→ What the exercise asks: Rewrite all the entries below as a two-column CSV with the header entry,answer and one row per entry. Enclose each entry's text and its answer in separate double-quoted fields, and replace every line break with a space.

^^^^^^^^^^^^^^^^

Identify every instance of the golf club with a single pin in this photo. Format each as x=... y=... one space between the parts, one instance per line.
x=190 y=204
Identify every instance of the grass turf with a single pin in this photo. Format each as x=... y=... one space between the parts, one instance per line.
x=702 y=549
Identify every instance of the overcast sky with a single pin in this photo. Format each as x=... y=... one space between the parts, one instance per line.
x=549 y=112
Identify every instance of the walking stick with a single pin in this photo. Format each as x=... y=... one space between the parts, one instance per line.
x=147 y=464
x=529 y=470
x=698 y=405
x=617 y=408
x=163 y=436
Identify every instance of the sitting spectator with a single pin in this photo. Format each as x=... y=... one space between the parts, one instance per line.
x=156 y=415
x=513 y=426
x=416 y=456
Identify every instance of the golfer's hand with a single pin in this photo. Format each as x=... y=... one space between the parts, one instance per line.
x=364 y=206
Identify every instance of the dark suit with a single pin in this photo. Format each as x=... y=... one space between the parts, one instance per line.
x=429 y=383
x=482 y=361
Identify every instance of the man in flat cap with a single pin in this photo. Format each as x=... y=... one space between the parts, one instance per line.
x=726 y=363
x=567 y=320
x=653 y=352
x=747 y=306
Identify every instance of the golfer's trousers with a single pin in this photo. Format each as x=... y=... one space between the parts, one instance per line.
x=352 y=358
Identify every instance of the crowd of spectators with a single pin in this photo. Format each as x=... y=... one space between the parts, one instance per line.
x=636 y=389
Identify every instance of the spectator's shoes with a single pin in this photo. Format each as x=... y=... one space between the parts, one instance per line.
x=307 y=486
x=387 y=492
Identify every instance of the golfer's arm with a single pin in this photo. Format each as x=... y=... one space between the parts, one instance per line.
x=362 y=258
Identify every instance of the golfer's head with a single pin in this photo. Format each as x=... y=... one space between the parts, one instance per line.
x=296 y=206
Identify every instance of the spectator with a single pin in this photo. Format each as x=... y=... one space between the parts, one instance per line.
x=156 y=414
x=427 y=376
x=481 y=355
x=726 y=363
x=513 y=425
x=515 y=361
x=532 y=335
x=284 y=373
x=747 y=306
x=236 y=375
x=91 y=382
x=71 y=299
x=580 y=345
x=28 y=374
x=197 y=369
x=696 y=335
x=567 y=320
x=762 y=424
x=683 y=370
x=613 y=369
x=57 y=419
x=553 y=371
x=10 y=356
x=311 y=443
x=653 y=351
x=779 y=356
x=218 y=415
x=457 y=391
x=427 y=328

^^^^^^^^^^^^^^^^

→ Task result:
entry,answer
"Identify every instance of the golf club with a single pin in this photo. Format each as x=... y=... one space between the parts, one instance per line.","x=190 y=204"
"Identify every instance of the grass turf with a single pin in this photo. Format each as x=... y=... one space between the parts, one instance per line.","x=702 y=549"
"Identify every instance of the overcast sky with a single pin in this photo. Format each as x=... y=... one space between the parts, one instance per line.","x=549 y=112"
"Identify every instance of the walking stick with a single pin in this photo. Format each as x=... y=... one space between the parts, one instance per line.","x=147 y=464 x=529 y=470 x=698 y=405 x=617 y=408 x=163 y=436"
"Identify every instance of the sitting spectator with a single pin in this photo. Format each as x=... y=... one space between the parts, one instance per line.","x=156 y=415 x=513 y=426 x=416 y=456"
"Identify every instance of the golfer's hand with a single pin in this photo. Format each as x=... y=... one space between the parts, one instance per line.","x=364 y=206"
"Identify every instance of the dark suit with a single pin in this photo. Format each as x=... y=... one space between the parts, one instance per line.","x=429 y=383 x=482 y=361"
"Identify every instance of the man in flat cap with a single pin in this photo. Format each as x=... y=... one space between the parts, one instance per line.","x=726 y=363 x=567 y=320 x=653 y=352 x=747 y=306"
"Identify every instance of the golfer's trousers with a single pin in this photo. Format each as x=... y=... one space between the parts, one instance per line.","x=352 y=358"
"Identify every instance of the crowd of spectators with a single pin in this photo. Format each as x=... y=... one space between the parts, one instance per line.","x=636 y=389"
"Identify every instance of the spectator's shoes with a single pin in this photo. Format each as x=... y=... one space between the parts, one instance per line.","x=307 y=486 x=387 y=492"
"Identify every instance of the golfer's arm with a single pin in this photo. Format each as x=... y=... one space between the parts, one instance per line.","x=362 y=258"
"Identify every instance of the golfer's head with a single pin in this photo. Format each as x=... y=... one space between the parts, one instance per line.","x=296 y=206"
"Identify every instance of the spectator with a single pin in this photo. Format each as x=... y=... one space between the parts, one instance per line.","x=156 y=414 x=427 y=376 x=481 y=355 x=726 y=363 x=513 y=425 x=515 y=361 x=532 y=335 x=284 y=373 x=747 y=306 x=236 y=375 x=91 y=382 x=71 y=299 x=580 y=345 x=28 y=374 x=197 y=369 x=696 y=335 x=567 y=320 x=762 y=424 x=683 y=370 x=613 y=369 x=57 y=419 x=553 y=371 x=10 y=356 x=311 y=443 x=653 y=351 x=779 y=356 x=218 y=415 x=457 y=391 x=427 y=328"